▶ **What you should do**:
Reproduce the listing exactly, with no pictures in your copy.

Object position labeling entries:

━━━━━━━━━━

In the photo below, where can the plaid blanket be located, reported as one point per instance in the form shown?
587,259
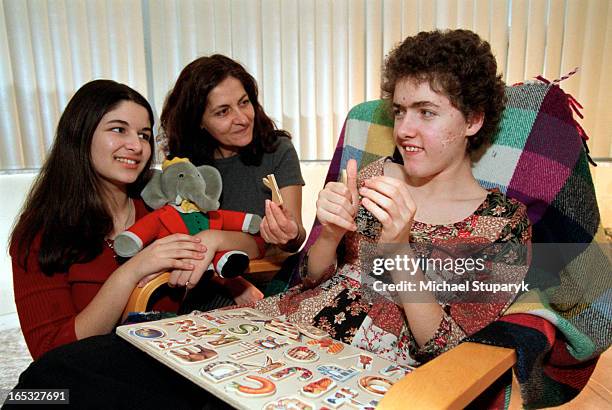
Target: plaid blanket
539,157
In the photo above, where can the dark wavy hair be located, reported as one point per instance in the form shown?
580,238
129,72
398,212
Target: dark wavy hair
65,205
185,104
457,63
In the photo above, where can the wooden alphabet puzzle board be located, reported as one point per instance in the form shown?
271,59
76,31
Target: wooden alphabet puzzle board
256,362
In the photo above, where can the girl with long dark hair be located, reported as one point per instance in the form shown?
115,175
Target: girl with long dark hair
68,284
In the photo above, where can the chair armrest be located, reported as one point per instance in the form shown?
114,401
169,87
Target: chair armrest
140,296
452,380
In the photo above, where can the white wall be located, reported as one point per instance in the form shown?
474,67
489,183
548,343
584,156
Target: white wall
14,187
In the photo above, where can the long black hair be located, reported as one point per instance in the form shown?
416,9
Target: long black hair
65,205
185,104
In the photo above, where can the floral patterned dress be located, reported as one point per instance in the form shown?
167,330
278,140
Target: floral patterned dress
348,309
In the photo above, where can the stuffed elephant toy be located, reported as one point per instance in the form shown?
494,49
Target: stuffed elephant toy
186,200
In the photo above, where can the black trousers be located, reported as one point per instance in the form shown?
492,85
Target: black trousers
106,372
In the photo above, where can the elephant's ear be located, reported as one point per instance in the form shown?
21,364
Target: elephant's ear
152,194
213,180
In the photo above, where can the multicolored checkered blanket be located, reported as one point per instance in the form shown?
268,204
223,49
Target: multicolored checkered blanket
559,328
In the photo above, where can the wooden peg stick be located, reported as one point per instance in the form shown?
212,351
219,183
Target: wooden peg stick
270,182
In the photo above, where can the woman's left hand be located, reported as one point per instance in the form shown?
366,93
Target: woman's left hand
390,202
279,225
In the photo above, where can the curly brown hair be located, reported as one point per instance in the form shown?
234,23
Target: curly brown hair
184,106
457,63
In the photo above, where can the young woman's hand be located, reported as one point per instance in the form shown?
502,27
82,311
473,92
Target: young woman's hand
390,202
279,225
191,276
177,251
338,203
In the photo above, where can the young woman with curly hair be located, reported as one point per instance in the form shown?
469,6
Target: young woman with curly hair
446,98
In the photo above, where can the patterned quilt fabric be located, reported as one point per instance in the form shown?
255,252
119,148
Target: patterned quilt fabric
350,311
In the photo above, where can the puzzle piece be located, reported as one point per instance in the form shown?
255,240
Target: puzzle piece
329,344
283,328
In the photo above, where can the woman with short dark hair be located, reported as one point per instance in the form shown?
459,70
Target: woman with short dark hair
212,116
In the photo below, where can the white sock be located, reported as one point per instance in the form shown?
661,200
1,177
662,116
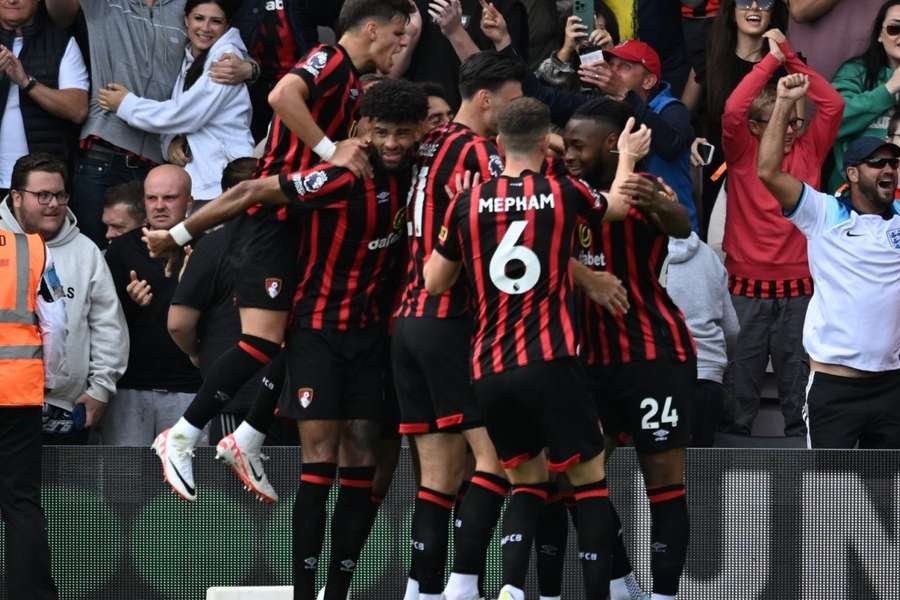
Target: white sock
247,437
513,591
461,587
184,429
412,587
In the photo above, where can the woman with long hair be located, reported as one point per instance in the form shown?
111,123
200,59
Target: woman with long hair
736,43
205,125
869,84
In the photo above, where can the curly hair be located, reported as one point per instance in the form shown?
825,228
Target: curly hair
395,101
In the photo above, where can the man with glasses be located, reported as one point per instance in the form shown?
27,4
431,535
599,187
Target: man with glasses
766,259
852,330
38,203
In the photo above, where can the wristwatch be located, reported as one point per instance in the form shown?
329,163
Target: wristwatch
30,85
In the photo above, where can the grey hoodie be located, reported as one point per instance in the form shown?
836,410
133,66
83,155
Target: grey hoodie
698,283
97,346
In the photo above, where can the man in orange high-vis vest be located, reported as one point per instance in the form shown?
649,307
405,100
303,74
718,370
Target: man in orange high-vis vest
32,320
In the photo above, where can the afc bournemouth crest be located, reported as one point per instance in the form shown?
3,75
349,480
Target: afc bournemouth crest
273,287
304,395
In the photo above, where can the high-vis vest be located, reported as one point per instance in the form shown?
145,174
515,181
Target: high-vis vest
22,262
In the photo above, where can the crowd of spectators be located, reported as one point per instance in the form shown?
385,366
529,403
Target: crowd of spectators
142,104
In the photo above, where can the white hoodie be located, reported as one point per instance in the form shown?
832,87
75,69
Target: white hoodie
97,345
214,117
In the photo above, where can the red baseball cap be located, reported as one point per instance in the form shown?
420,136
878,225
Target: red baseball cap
639,52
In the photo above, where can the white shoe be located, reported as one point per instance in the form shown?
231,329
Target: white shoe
247,465
175,452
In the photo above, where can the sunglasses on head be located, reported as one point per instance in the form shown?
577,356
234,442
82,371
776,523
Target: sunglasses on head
765,5
879,163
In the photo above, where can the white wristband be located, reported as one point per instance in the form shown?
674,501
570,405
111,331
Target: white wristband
325,148
180,234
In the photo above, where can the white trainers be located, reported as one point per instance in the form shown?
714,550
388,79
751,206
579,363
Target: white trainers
247,465
175,452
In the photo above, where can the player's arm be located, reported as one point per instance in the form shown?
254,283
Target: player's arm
633,145
786,188
227,206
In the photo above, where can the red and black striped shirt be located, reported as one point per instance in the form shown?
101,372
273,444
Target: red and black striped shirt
514,237
442,155
634,251
351,248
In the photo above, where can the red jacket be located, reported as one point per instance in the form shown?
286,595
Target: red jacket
760,242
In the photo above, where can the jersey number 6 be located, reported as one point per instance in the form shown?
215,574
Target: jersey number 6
507,252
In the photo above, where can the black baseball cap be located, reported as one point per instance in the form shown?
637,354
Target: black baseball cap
862,148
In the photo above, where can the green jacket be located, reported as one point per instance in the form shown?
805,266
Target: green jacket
866,113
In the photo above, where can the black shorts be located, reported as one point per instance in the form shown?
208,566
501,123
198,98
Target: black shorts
265,261
842,412
431,373
650,401
390,415
544,405
335,375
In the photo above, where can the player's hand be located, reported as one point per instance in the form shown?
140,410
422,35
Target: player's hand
696,159
139,290
447,15
634,143
93,410
462,182
353,154
177,154
159,242
111,96
493,25
775,37
793,87
606,289
230,69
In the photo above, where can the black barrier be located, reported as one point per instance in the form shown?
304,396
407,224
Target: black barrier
766,524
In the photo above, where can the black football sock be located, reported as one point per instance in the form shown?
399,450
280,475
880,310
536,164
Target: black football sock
308,523
262,411
621,565
232,370
430,533
594,537
669,534
475,522
519,525
550,544
350,526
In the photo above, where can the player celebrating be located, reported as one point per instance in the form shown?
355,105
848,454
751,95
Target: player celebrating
514,236
315,103
431,341
642,362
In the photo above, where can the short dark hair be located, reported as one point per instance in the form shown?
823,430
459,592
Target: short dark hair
238,170
604,111
131,194
395,101
356,12
488,70
522,124
430,88
37,161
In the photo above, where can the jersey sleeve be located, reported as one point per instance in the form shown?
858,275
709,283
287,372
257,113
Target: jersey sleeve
321,69
322,186
814,211
593,203
448,243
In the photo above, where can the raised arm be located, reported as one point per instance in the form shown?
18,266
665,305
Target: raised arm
786,188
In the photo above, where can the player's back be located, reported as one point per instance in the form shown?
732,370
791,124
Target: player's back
514,236
443,154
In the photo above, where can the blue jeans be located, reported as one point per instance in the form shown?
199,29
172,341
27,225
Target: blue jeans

━━━━━━━━━━

▶ **Solution for this exercise**:
In the photo below, where can the plaid blanket be located, reported as one point per instance in the form shown?
587,259
Target: plaid blanket
539,157
In the photo above, where can the dark wavy hair be located, reported as one point per instance in the form shown?
580,238
129,72
398,212
Target: dark wavy hair
65,205
185,104
457,63
In the photo above, where can the wooden alphabet puzzle board be located, reported as one point per instance in the form shown?
271,59
76,31
Target: wooden alphabet puzzle board
256,362
In the photo above, where can the girl with long dark hair be located, reported as one point per instance in the form shown?
115,175
Target: girl with long dark hair
68,284
In the photo above, where can the chair armrest be located, reported as one point per instance in the form shown?
114,401
169,87
Target: chair armrest
140,296
452,380
In the photo above, where can the white wall be located, reported as one point per instance in the form shown?
474,67
489,183
548,343
584,156
Target: white wall
14,187
In the photo above, where can the long black hair be located, reported as one point per instance in the form shown?
416,9
Target: long black hair
65,205
185,104
In the photo above, where can the floral patterned dress be located, reported as one point per instance in the form shown?
167,330
278,140
Target: floral patterned dress
348,309
In the photo above, where can the stuffed elephant toy be located, reported as one point per instance in the form shown?
494,49
Target: stuffed elephant toy
186,200
In the photo above, where can the black trousers be located, reported as one point per instance in the form shown?
492,85
Target: black trousers
106,372
In the photo above, where can the elephant's ear be located, reported as one point per instance in the form shown?
21,364
Target: elephant's ear
152,194
213,180
In the photo above, where can the multicolored checkered blanket be located, reported as one point per instance in the form shown?
268,204
223,49
Target: multicolored checkered blanket
559,328
In the photo above, where can the wooden peg stick be located, reported as one point per instance in the form shown?
212,351
219,183
Target: wooden peg stick
270,182
In the photo above, where can the woman's left hand be located, reported as one point per instance in the form shown?
366,93
Target: woman's left hand
390,202
279,225
In the photo above, where can the curly brown hair be located, reported as one point per instance in the form shown?
234,23
Target: curly brown hair
184,106
457,63
In the photo above, where can the young woman's hand be located, reported as one point per instance in the form shown?
502,27
82,311
473,92
Target: young woman's hand
390,202
279,225
191,276
177,251
338,203
In the photo above, where can the young woman with curly hair be located, reported as one point per instance in the form shown?
469,6
Target: young woman with curly hair
446,98
In the photo above, where can the patterned quilt fabric be located, reported as one point per instance in the form shown?
255,252
119,148
Target: patterned quilt fabric
350,311
In the photo above, where can the puzzle piece be located, reported as one point per instance in the form shown?
255,240
Target: puzzle piece
329,344
283,328
In the photo above, where can the woman with short dark hair be located, reported as one point per instance in the form shown?
459,70
Target: woman with short dark hair
212,116
In the photo below, where can the white sock be located, reported as one point per instance in the form shown?
661,200
1,177
662,116
Target: white sock
247,437
513,591
461,587
184,429
412,587
In the photo above, where can the woman with long hair be located, reported as one point per instance in the form shown?
111,123
200,59
Target: woman with long hair
736,43
205,125
869,84
In the photo above, where can the curly hair be located, reported as one point per instance in the form shown?
825,228
Target: curly hair
395,101
In the photo above, where can the man with glasses be located, reported as one point per instance in the form shown?
27,4
431,535
599,187
Target: man with glasses
766,259
852,330
38,203
In the photo above, where can the wristwatch be located, reported as one point per instance in the form shown?
329,163
Target: wristwatch
30,85
In the photo above, where can the grey hoodie be located, reported as one point per instance in the form shown?
836,410
133,66
83,155
Target: grey hoodie
698,283
97,346
In the photo above, where can the man in orange high-vis vest be located, reported as one point per instance in the form shown?
649,307
405,100
303,74
718,370
Target: man in orange high-vis vest
32,320
In the photo above, where can the afc bournemouth crest be located, reported as one point per instance in the form shown?
3,75
349,480
Target: afc bournemouth crest
273,287
304,395
In the photo above, where can the high-vis vest be located, reported as one point per instance in the form shown?
145,174
515,181
Target: high-vis vest
22,262
In the photo above, where can the crowd of spectators be located, reported as one point per instance in the form shown?
385,366
529,403
Target: crowd of spectators
142,104
In the photo above, where can the white hoodie be located, reported as one point per instance in the form shown?
832,87
75,69
Target: white hoodie
97,345
214,117
In the photo above, where can the red baseball cap be located, reported as one point per instance in the form shown?
420,136
878,225
Target: red baseball cap
639,52
In the photo above, where can the white shoe be located, reported as one point per instance in the form shown?
231,329
Target: white shoe
247,465
175,452
In the photo above, where can the sunglasses on head be located, reported as one point per instance in the form shown?
577,356
234,442
82,371
776,523
Target: sunglasses on head
765,5
879,163
In the photo above, where can the white wristband be located, reported as one point per instance in the form shown?
674,501
570,405
111,331
Target: white wristband
325,148
180,234
In the photo above, where can the white trainers be located, reported as one point per instance in the form shown?
714,550
388,79
751,206
579,363
Target: white trainers
247,465
175,452
In the photo above, where can the player's arm be located, reported as one point per instance in the form shown?
254,283
Target: player's arm
633,145
786,188
227,206
In the photo above, where can the red and black striped shirt be located, reported as one point per instance in the form shown?
101,372
273,444
Target: red and black striped shirt
514,237
442,155
634,251
351,248
In the photo above, where can the red jacket be located, reported as one point per instance in the form shown?
286,595
Target: red jacket
760,242
In the photo above, where can the jersey number 6 be located, reported as one point per instance in the form shown?
215,574
Target: jersey number 6
507,252
In the photo above, where can the black baseball cap be located, reported as one point per instance in the form shown?
637,354
Target: black baseball cap
862,148
In the photo above, where can the green jacket be located, reported as one point per instance in the form shown?
805,266
Target: green jacket
866,113
In the photo above, where can the black shorts be located, reported as one point per instance in the form shown?
208,566
501,123
198,98
Target: black shorts
265,261
842,412
431,373
650,401
390,415
544,405
335,375
In the photo above, where can the player's hand be located, reported as one point per instance in the form shown?
140,410
422,35
Target: player's hand
696,159
139,290
447,15
634,143
93,410
462,182
353,154
177,154
159,242
111,96
493,25
775,37
793,87
606,289
230,69
In the photo above, where can the black barrier be located, reported as one point per instance in the form shown?
304,396
407,224
Target: black barrier
766,524
In the photo above, where can the black football sock be located, reported as one point per instance in the form shown?
399,450
280,475
880,310
536,164
Target: black football sock
308,523
262,411
621,565
232,370
430,533
594,537
669,534
475,522
519,525
550,544
350,526
In the photo above, where can the player celebrating be located, reported as one point per instance in the form shown?
355,105
848,454
751,95
Target: player celebrating
514,236
315,103
431,341
642,362
In the photo above, where can the short dark hair be located, reported as one point per instance in the form shown?
823,430
459,592
Target: short dark hair
238,170
604,111
131,194
395,101
356,12
488,70
522,124
430,88
37,161
In the photo above, where can the jersey sleeve be located, reported as one point per instance in the form shown?
858,275
709,283
287,372
257,113
Target: jersey sleeve
321,69
322,186
814,211
593,203
448,243
In the photo above, where can the raised arm be located, reported as one point per instance in the form shown?
18,266
665,305
Target: raised arm
786,188
In the photo above, where can the player's back be located, reported as one point per instance in the form shown?
732,370
791,124
Target: player's back
514,236
443,154
In the photo above, where can the blue jeans be located, reported as one point per instance in the form shown?
199,29
172,341
27,225
Target: blue jeans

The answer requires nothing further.